[Collected data entries]
+++++
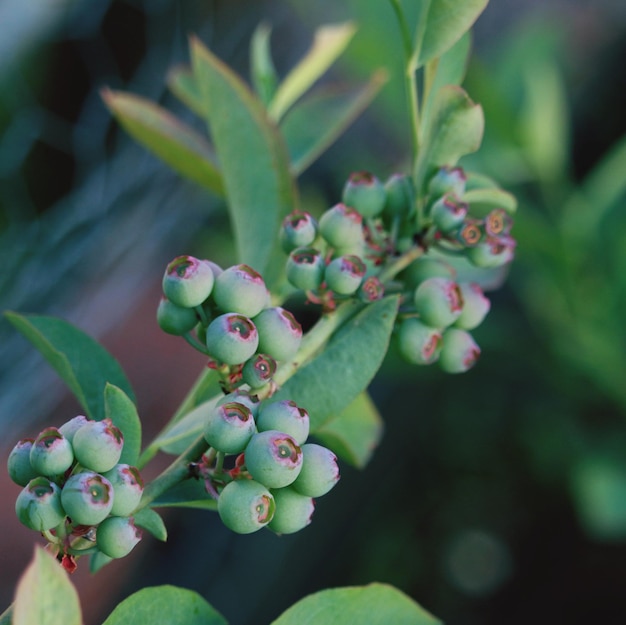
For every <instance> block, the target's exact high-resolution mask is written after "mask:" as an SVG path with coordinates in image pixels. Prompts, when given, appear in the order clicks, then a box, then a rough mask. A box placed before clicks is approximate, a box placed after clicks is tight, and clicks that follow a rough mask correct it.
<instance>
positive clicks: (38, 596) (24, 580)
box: [12, 547, 82, 625]
mask: <svg viewBox="0 0 626 625" xmlns="http://www.w3.org/2000/svg"><path fill="white" fill-rule="evenodd" d="M60 623H62V624H63V625H81V623H82V617H81V610H80V602H79V599H78V593H77V592H76V589H75V588H74V585H73V584H72V582H70V578H69V576H68V574H67V573H66V572H65V571H64V570H63V568H62V567H61V565H60V564H59V563H58V562H57V560H56V558H55V557H54V556H53V555H51V554H50V553H48V552H47V551H45V550H44V549H42V548H41V547H35V554H34V557H33V559H32V560H31V562H30V564H29V565H28V568H27V569H26V571H24V574H23V575H22V577H21V579H20V581H19V583H18V585H17V591H16V594H15V603H14V606H13V621H12V625H59V624H60Z"/></svg>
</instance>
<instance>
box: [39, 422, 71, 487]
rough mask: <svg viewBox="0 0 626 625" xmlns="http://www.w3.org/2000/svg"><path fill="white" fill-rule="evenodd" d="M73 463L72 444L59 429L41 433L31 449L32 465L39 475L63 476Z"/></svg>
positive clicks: (46, 429)
mask: <svg viewBox="0 0 626 625" xmlns="http://www.w3.org/2000/svg"><path fill="white" fill-rule="evenodd" d="M73 462H74V452H73V450H72V444H71V443H70V442H69V441H68V440H67V439H66V438H65V437H64V436H63V434H61V432H59V430H58V429H57V428H46V429H45V430H43V431H42V432H40V433H39V435H38V436H37V438H36V439H35V441H34V442H33V446H32V447H31V449H30V463H31V465H32V467H33V469H34V470H35V471H36V472H37V473H38V474H39V475H45V476H46V477H52V476H54V475H61V474H62V473H65V472H66V471H67V470H68V469H69V468H70V467H71V466H72V463H73Z"/></svg>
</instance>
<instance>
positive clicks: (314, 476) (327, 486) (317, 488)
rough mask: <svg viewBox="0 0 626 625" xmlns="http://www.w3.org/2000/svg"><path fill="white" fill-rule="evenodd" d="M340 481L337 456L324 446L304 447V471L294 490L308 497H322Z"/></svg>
mask: <svg viewBox="0 0 626 625" xmlns="http://www.w3.org/2000/svg"><path fill="white" fill-rule="evenodd" d="M338 481H339V467H338V465H337V456H336V455H335V454H334V453H333V452H332V451H331V450H330V449H328V448H327V447H324V446H323V445H317V444H316V443H306V444H305V445H302V469H301V471H300V473H299V474H298V477H297V478H296V479H295V481H294V482H293V484H292V488H293V489H294V490H296V491H298V492H299V493H300V494H301V495H306V496H307V497H321V496H322V495H325V494H326V493H327V492H328V491H329V490H331V489H332V488H333V486H335V484H336V483H337V482H338Z"/></svg>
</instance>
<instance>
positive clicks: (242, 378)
mask: <svg viewBox="0 0 626 625" xmlns="http://www.w3.org/2000/svg"><path fill="white" fill-rule="evenodd" d="M257 329H258V327H257ZM275 373H276V360H274V358H272V357H271V356H270V355H269V354H255V355H254V356H252V358H248V360H246V363H245V364H244V366H243V369H242V370H241V379H242V380H243V381H244V383H245V384H247V385H248V386H249V387H250V388H253V389H257V388H262V387H263V386H265V385H266V384H267V383H268V382H269V381H270V380H271V379H272V378H273V377H274V374H275Z"/></svg>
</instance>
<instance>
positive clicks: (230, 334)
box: [206, 272, 259, 365]
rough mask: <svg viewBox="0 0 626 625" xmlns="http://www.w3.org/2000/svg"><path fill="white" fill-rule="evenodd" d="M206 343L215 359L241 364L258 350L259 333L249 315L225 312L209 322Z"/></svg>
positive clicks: (216, 359) (231, 362)
mask: <svg viewBox="0 0 626 625" xmlns="http://www.w3.org/2000/svg"><path fill="white" fill-rule="evenodd" d="M224 273H225V272H224ZM206 344H207V350H208V352H209V354H210V355H211V357H213V358H215V360H217V361H219V362H223V363H226V364H227V365H240V364H242V363H244V362H246V360H248V358H250V357H251V356H252V355H253V354H254V353H255V352H256V350H257V347H258V346H259V333H258V332H257V329H256V326H255V325H254V323H252V321H251V320H250V319H249V318H248V317H246V316H244V315H241V314H237V313H225V314H223V315H220V316H219V317H216V318H215V319H213V321H211V323H210V324H209V326H208V328H207V331H206Z"/></svg>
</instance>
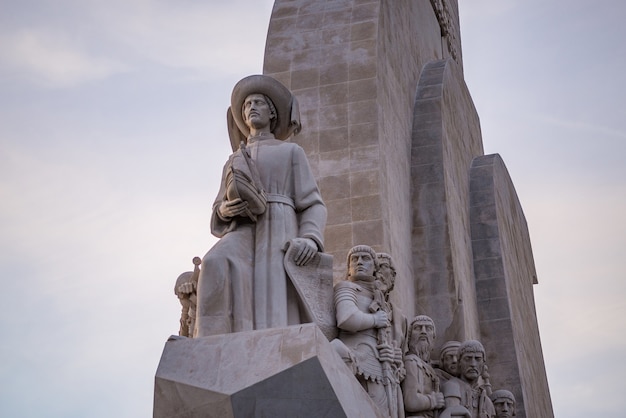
+++++
Repeat the records above verbatim. Include none of the pictures.

For every <instance> block, the target's exact high-resolution mask is written after "mask:" as an SVG path with coordinates in image pixels. Prompts, when given, appear in the order clicks, then a box, then a rough mask. A box placed before clicks is approximate, a box placed after clicks is tight, and clicks that follow a rough mask correct it.
<instance>
positive clicks: (38, 596) (24, 580)
box: [12, 547, 82, 625]
mask: <svg viewBox="0 0 626 625" xmlns="http://www.w3.org/2000/svg"><path fill="white" fill-rule="evenodd" d="M60 623H62V624H63V625H81V623H82V617H81V610H80V602H79V599H78V593H77V592H76V589H75V588H74V585H73V584H72V582H70V578H69V576H68V574H67V573H66V572H65V571H64V570H63V568H62V567H61V565H60V564H59V563H58V562H57V560H56V558H55V557H54V556H53V555H51V554H50V553H48V552H47V551H45V550H44V549H42V548H41V547H35V554H34V557H33V559H32V560H31V562H30V564H29V565H28V568H27V569H26V571H24V574H23V575H22V577H21V579H20V581H19V583H18V585H17V591H16V594H15V603H14V606H13V621H12V625H59V624H60Z"/></svg>
</instance>
<instance>
box: [39, 422, 71, 487]
rough mask: <svg viewBox="0 0 626 625" xmlns="http://www.w3.org/2000/svg"><path fill="white" fill-rule="evenodd" d="M73 463L72 444L59 429L41 433L31 449L32 465L39 475L63 476Z"/></svg>
positive clicks: (46, 429)
mask: <svg viewBox="0 0 626 625" xmlns="http://www.w3.org/2000/svg"><path fill="white" fill-rule="evenodd" d="M73 462H74V452H73V450H72V444H71V443H70V442H69V441H68V440H67V439H66V438H65V437H64V436H63V434H61V432H59V430H58V429H57V428H46V429H45V430H43V431H42V432H40V433H39V435H38V436H37V438H36V439H35V441H34V442H33V446H32V447H31V449H30V463H31V465H32V467H33V469H34V470H35V471H36V472H37V473H38V474H39V475H45V476H46V477H52V476H54V475H61V474H62V473H65V472H66V471H67V470H68V469H69V468H70V467H71V466H72V463H73Z"/></svg>
</instance>
<instance>
positive clicks: (314, 476) (327, 486) (317, 488)
rough mask: <svg viewBox="0 0 626 625" xmlns="http://www.w3.org/2000/svg"><path fill="white" fill-rule="evenodd" d="M340 481L337 456L324 446L304 447V471L294 490L308 497H322Z"/></svg>
mask: <svg viewBox="0 0 626 625" xmlns="http://www.w3.org/2000/svg"><path fill="white" fill-rule="evenodd" d="M338 481H339V467H338V465H337V456H336V455H335V454H334V453H333V452H332V451H331V450H330V449H328V448H327V447H324V446H323V445H317V444H316V443H306V444H305V445H302V469H301V471H300V473H299V474H298V477H297V478H296V479H295V481H294V482H293V484H292V488H293V489H294V490H296V491H298V492H299V493H300V494H301V495H306V496H307V497H321V496H322V495H325V494H326V493H327V492H328V491H329V490H331V489H332V488H333V486H335V484H336V483H337V482H338Z"/></svg>
</instance>
<instance>
positive clicks: (242, 378)
mask: <svg viewBox="0 0 626 625" xmlns="http://www.w3.org/2000/svg"><path fill="white" fill-rule="evenodd" d="M257 329H258V327H257ZM275 373H276V360H274V358H272V357H271V356H270V355H269V354H255V355H254V356H252V358H248V360H246V363H245V364H244V366H243V369H242V370H241V379H242V380H243V381H244V383H245V384H247V385H248V386H249V387H250V388H253V389H257V388H262V387H263V386H265V385H266V384H267V383H268V382H269V381H270V380H271V379H272V378H273V377H274V374H275Z"/></svg>
</instance>
<instance>
positive clicks: (230, 334)
box: [206, 272, 259, 365]
rough mask: <svg viewBox="0 0 626 625" xmlns="http://www.w3.org/2000/svg"><path fill="white" fill-rule="evenodd" d="M206 343L215 359L241 364L258 350L259 333L249 315L225 312L209 322Z"/></svg>
positive clicks: (216, 359) (231, 362)
mask: <svg viewBox="0 0 626 625" xmlns="http://www.w3.org/2000/svg"><path fill="white" fill-rule="evenodd" d="M224 273H225V272H224ZM206 344H207V350H208V352H209V354H210V355H211V357H213V358H215V360H217V361H219V362H223V363H226V364H227V365H240V364H242V363H244V362H246V360H248V358H250V357H251V356H252V355H253V354H254V353H255V352H256V350H257V347H258V346H259V333H258V332H257V329H256V326H255V325H254V323H252V321H251V320H250V319H249V318H248V317H246V316H244V315H241V314H237V313H225V314H223V315H220V316H219V317H216V318H215V319H213V321H211V323H210V324H209V326H208V328H207V331H206Z"/></svg>
</instance>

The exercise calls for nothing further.